Written exercise
Quote verbatim the part of the items that opens with the first line and closes with the line containing "[[313, 41]]", including both ends. Omit the pictures from your answer.

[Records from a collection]
________________________

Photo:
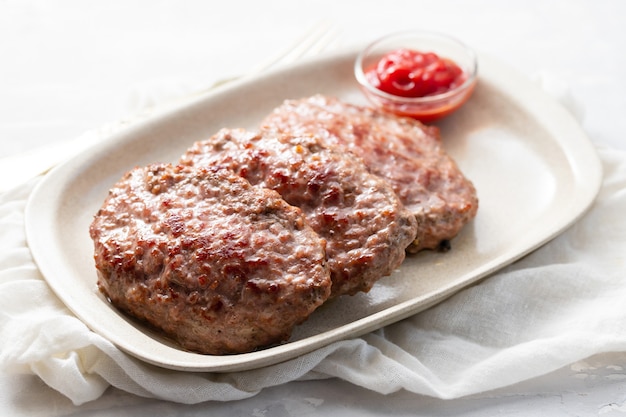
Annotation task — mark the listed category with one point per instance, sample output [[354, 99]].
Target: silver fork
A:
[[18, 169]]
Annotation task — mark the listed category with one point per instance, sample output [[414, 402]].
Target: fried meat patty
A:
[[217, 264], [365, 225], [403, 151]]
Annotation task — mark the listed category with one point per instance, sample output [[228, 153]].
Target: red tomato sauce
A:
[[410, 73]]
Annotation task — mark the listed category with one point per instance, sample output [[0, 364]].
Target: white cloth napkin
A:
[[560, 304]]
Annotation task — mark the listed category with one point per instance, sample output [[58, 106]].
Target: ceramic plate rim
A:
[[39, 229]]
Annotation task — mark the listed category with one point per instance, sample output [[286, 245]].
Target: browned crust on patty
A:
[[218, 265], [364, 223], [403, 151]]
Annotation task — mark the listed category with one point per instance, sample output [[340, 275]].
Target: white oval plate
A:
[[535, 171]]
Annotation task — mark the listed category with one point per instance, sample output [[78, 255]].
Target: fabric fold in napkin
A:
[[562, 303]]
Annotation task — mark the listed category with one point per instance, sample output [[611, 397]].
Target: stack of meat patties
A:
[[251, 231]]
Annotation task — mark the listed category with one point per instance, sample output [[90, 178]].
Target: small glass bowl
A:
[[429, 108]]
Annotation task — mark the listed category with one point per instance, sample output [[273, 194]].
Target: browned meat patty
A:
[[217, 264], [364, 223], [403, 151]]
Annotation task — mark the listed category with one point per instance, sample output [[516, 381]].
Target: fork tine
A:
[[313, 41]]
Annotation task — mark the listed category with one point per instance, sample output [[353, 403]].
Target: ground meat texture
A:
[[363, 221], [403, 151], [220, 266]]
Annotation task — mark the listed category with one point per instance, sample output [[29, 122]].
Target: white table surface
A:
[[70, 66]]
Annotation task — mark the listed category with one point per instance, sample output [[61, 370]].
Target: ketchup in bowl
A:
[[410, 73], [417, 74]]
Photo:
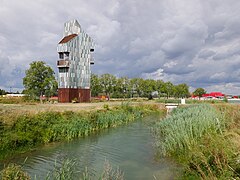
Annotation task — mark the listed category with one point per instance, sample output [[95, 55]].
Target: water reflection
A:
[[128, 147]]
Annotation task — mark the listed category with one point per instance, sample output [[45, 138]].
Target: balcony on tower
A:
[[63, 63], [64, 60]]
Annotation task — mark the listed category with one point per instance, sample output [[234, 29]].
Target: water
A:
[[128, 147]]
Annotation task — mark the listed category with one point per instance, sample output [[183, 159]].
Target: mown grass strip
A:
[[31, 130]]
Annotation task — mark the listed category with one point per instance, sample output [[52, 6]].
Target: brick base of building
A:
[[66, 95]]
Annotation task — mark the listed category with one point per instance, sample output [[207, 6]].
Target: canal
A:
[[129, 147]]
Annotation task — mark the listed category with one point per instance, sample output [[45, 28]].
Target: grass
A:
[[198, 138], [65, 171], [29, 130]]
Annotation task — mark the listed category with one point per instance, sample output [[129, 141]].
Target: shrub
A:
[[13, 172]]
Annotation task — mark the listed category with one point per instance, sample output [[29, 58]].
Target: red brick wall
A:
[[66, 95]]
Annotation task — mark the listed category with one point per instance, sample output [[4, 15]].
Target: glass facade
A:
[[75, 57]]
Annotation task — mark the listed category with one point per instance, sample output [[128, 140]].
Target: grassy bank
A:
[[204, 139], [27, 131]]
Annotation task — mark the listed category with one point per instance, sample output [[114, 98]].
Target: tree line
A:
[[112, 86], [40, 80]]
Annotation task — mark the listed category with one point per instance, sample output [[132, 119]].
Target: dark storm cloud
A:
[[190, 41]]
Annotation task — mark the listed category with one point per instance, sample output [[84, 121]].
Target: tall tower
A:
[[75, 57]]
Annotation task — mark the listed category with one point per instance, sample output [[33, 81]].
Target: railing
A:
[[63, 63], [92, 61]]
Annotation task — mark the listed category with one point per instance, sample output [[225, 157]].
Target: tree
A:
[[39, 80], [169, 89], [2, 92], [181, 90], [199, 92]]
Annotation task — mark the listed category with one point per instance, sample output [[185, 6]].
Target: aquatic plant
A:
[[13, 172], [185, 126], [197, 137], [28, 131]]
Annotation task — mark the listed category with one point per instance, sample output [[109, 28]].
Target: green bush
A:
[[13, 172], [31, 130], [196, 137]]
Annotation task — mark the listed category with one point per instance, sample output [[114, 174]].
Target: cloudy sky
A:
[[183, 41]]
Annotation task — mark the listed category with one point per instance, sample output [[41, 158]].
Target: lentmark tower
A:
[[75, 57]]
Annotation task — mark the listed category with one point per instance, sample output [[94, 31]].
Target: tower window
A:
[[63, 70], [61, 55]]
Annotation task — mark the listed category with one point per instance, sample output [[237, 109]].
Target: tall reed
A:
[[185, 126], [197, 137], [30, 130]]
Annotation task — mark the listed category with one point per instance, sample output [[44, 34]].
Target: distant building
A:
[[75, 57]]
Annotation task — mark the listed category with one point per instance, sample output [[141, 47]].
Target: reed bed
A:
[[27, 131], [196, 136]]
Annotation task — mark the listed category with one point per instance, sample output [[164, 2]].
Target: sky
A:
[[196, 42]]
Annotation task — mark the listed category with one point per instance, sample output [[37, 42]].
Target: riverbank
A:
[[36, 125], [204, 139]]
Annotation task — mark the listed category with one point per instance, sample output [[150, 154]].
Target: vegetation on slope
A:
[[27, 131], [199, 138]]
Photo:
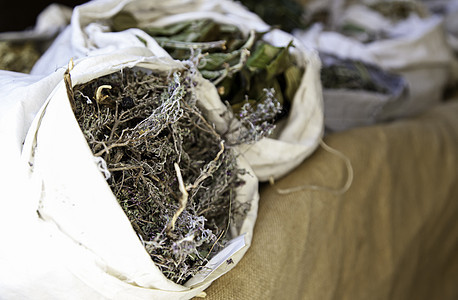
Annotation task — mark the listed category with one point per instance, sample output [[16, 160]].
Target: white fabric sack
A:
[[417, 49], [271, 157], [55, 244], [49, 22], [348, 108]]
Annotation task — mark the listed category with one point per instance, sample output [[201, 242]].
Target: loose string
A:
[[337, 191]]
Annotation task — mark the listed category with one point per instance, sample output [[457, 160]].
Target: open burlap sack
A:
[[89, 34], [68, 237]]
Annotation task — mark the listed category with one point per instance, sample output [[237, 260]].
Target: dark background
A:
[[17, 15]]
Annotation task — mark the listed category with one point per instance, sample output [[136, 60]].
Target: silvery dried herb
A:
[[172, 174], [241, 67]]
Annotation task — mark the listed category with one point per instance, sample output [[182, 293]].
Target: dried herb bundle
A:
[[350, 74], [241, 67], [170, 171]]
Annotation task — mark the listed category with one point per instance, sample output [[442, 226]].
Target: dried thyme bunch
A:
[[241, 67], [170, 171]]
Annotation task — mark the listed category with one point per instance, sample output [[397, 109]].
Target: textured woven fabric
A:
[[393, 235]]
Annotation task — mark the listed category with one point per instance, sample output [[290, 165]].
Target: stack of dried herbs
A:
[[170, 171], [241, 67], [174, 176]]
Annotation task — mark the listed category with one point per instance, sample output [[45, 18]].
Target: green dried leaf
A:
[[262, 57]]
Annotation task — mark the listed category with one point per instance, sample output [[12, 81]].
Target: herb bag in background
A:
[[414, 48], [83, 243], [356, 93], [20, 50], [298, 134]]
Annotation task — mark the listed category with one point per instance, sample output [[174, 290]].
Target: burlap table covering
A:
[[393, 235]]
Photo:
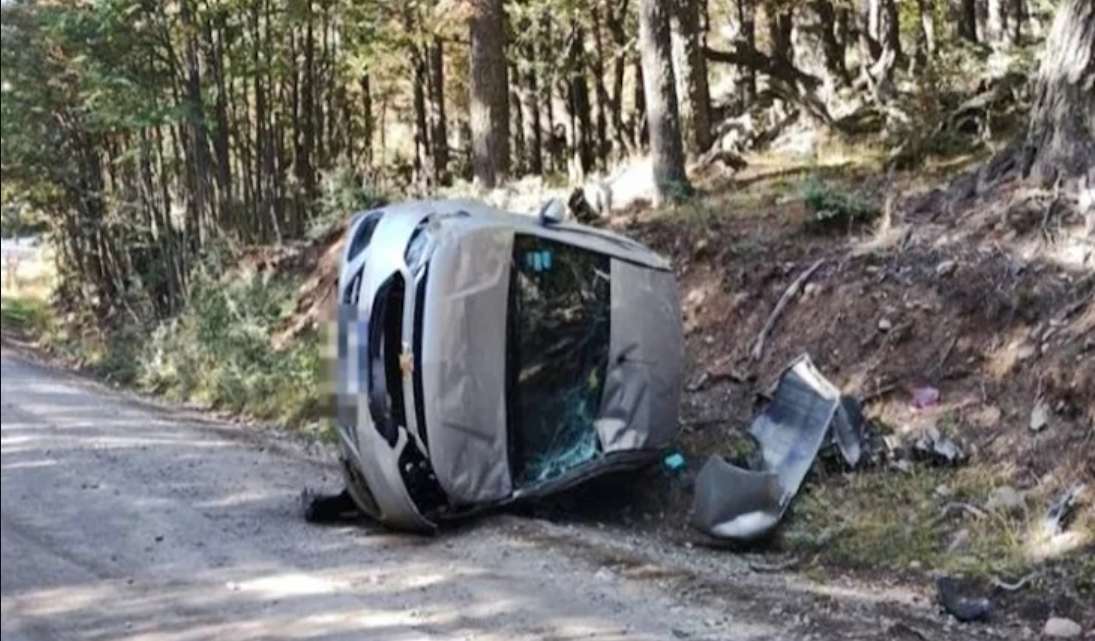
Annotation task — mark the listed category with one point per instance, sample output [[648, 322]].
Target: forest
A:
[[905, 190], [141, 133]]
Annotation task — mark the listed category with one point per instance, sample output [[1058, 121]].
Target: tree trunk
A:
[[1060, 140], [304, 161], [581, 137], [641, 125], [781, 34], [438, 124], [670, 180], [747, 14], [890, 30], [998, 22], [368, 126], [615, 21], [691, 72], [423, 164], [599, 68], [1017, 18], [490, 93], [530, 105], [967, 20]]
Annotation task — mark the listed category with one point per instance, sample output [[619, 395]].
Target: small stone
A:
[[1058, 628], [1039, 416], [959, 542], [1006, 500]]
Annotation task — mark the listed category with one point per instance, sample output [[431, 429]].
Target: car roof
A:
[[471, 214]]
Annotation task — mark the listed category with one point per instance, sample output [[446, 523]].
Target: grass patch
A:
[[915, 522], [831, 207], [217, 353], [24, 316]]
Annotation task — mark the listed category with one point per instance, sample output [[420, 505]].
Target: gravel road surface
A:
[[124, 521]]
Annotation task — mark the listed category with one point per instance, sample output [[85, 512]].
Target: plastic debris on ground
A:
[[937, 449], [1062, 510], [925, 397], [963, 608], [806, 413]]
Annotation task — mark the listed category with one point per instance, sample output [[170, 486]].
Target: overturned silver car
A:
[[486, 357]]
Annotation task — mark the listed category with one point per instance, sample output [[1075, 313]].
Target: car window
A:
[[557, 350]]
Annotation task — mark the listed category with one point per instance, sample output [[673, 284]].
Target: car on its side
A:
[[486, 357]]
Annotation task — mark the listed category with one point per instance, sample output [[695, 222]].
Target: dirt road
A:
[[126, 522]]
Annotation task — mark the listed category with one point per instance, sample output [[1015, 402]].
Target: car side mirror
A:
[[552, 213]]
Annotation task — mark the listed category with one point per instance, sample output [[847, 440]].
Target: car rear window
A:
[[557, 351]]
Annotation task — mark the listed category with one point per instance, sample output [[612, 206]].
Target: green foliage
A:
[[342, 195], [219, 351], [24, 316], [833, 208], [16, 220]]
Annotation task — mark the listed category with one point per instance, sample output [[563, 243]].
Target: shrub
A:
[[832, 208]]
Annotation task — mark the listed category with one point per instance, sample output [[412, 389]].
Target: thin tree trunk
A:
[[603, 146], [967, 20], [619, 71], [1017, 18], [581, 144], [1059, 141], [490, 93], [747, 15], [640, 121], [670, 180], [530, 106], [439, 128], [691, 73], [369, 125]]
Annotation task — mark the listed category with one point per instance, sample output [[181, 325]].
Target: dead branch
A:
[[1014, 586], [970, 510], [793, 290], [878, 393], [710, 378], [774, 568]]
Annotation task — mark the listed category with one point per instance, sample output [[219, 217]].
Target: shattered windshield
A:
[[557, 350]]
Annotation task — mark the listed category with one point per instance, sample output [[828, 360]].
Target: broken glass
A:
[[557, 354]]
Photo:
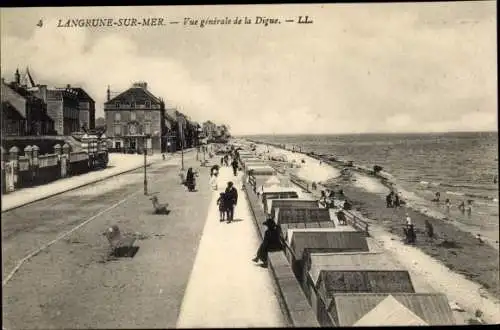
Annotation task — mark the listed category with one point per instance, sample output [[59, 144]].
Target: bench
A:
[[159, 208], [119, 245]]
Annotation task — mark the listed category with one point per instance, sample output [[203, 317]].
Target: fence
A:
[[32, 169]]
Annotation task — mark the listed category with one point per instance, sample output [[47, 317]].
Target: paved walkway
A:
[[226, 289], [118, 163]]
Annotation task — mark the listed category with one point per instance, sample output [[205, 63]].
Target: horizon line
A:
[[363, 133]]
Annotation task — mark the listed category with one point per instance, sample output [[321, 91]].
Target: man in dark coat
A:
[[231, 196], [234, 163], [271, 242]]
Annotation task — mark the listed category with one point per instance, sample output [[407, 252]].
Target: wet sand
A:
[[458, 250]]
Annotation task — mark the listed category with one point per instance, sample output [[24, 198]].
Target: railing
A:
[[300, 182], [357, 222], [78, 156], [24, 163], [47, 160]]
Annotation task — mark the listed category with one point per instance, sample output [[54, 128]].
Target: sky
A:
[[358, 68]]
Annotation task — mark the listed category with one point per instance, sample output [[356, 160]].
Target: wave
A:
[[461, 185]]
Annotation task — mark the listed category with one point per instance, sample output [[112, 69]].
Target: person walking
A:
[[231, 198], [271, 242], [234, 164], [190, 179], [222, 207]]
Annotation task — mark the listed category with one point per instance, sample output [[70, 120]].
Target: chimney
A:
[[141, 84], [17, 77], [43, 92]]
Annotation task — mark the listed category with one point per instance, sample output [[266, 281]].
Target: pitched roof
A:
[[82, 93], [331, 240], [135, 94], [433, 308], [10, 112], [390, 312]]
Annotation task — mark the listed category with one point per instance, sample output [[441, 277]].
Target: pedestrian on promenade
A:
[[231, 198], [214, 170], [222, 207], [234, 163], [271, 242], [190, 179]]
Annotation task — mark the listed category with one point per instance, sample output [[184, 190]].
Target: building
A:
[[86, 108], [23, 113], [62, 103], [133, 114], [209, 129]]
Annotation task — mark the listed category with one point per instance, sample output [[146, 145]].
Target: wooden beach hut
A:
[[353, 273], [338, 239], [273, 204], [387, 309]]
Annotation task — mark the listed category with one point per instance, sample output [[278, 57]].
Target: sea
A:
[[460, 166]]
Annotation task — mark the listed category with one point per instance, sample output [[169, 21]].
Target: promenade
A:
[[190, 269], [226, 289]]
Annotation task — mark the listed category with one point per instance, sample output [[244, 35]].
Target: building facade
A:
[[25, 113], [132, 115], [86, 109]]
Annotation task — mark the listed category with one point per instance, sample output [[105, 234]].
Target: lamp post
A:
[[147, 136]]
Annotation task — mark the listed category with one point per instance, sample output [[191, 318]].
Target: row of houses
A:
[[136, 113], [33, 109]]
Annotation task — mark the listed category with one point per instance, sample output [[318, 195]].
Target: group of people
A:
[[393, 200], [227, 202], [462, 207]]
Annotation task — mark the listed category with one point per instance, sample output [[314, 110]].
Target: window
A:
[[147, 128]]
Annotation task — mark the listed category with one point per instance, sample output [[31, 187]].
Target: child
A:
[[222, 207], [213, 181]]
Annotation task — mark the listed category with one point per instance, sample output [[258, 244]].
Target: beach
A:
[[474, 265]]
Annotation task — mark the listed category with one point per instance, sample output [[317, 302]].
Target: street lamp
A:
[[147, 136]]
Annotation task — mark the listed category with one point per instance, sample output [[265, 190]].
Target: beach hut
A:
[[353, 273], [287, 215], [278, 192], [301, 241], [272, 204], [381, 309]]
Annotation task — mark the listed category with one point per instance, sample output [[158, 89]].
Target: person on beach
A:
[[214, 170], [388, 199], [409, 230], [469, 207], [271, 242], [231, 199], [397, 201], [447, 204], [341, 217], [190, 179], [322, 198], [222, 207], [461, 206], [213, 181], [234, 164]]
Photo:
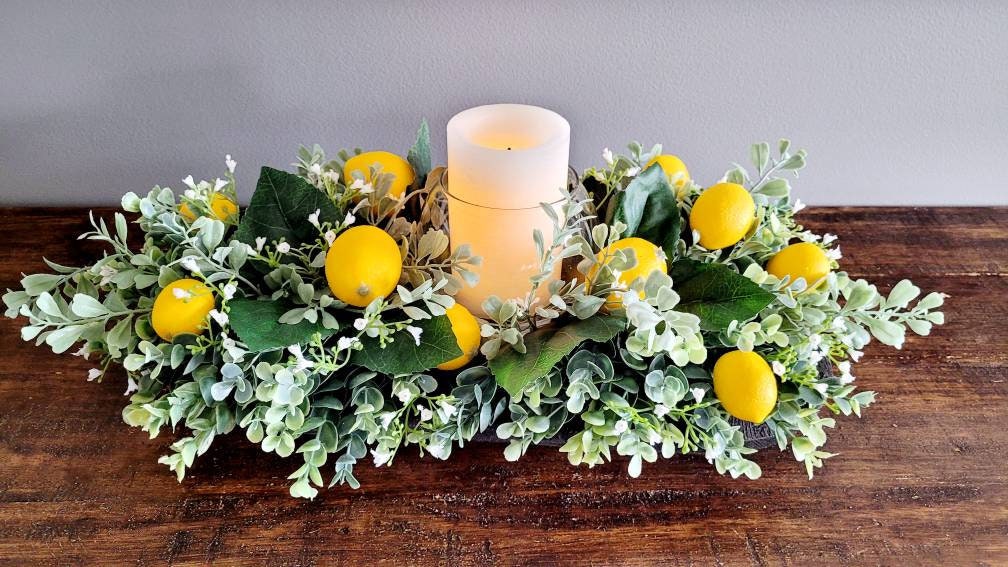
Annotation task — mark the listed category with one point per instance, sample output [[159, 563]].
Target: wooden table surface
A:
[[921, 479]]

________________________

Result below
Photo:
Annotation task — mark the listed category with one point per instance, sample output [[354, 99]].
Target: silver fork
A:
[[18, 169]]
Annotation task — mark the listed category with one point per instance, sample output [[414, 402]].
Target: fried meat patty
A:
[[217, 264], [365, 225], [403, 151]]
Annotation task — mark the listed category with one point per instance, sample output [[228, 153]].
Target: red tomato sauce
A:
[[410, 73]]
Annotation task — mark the listed category with one point per instance, sample output [[0, 364]].
Target: white cloth napkin
A:
[[560, 304]]
Annotation task — mark the listed category with one point per instance, sample output [[58, 106]].
Target: ceramic plate rim
A:
[[39, 229]]
Annotation task — mark the listed category with one point per instance, sample output [[286, 245]].
Target: browned crust on patty
A:
[[218, 265], [364, 223], [403, 151]]
Annotation task — mark the listed category with one point per instance, sample output [[340, 275]].
Target: white oval plate
A:
[[535, 171]]
Annotation task — mark the listed category with one point per instance, sample output [[78, 255]].
Target: fabric fold in napkin
A:
[[562, 303]]
Annotation task — mark the listed category with one point per instance, sample output [[611, 397]].
Target: stack of meat patties
A:
[[251, 231]]
Annotation task — mark the listed category with one point per instance, sample output [[90, 178]].
Target: small glass bowl
A:
[[429, 108]]
Annotation task — mark the listed category with one point per instance, sample output [[273, 194]].
Target: browned meat patty
A:
[[217, 264], [364, 223], [403, 151]]
Annotation task — mark the listed category with one point per instance, sample output [[516, 381]].
Target: fork tine
A:
[[313, 41]]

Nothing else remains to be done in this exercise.